Given request: Revise all the records below so that each "Query" becomes "Target", keeping everything else the same. Leave the pictures out of your answer.

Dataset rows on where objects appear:
-.-.-
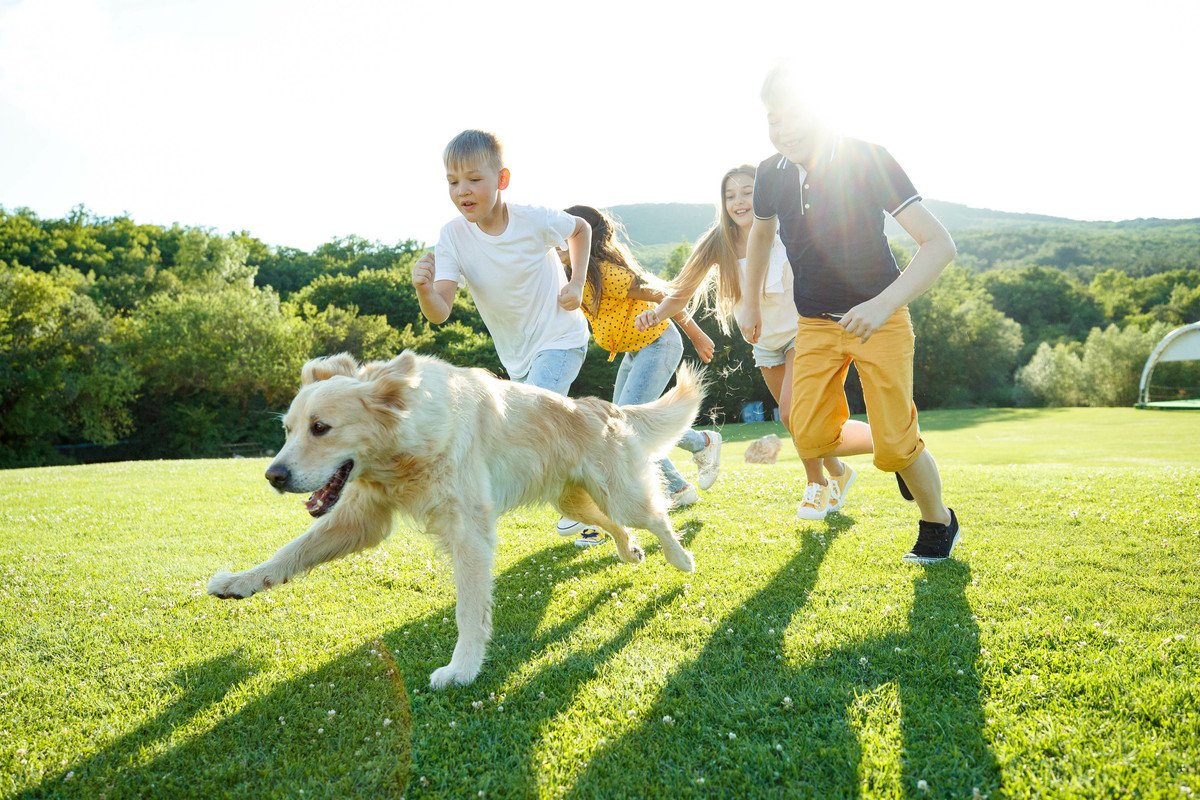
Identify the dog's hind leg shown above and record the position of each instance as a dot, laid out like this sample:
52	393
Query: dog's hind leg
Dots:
360	519
636	503
577	504
469	536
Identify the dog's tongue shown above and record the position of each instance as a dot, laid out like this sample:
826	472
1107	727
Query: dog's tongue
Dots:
315	501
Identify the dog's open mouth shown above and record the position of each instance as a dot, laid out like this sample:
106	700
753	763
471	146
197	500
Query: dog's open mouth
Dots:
323	500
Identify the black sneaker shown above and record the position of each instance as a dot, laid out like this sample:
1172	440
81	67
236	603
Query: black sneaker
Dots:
-.-.-
Exercise response:
Identify the dog's hind leg shown above and record the position of each instance as a dot, laid out like this sample:
52	393
Target: dog's hind leg
Dots:
360	519
636	503
577	504
469	536
Identify the dog's tongue shown above and record the position of each instance as a dot, laid out like this sample:
826	472
1107	727
Target: dog's tongue
Dots:
315	501
Identify the dog's open mouth shown above and record the position of each instance as a dot, laid out like this sample:
106	700
753	763
471	146
197	500
Target: dog's open mouth
Dots:
323	500
Identify the black sneaker shown above and record the position of each instance as a dot, laid out like this sample:
1172	440
81	67
236	603
Target: black sneaker
Dots:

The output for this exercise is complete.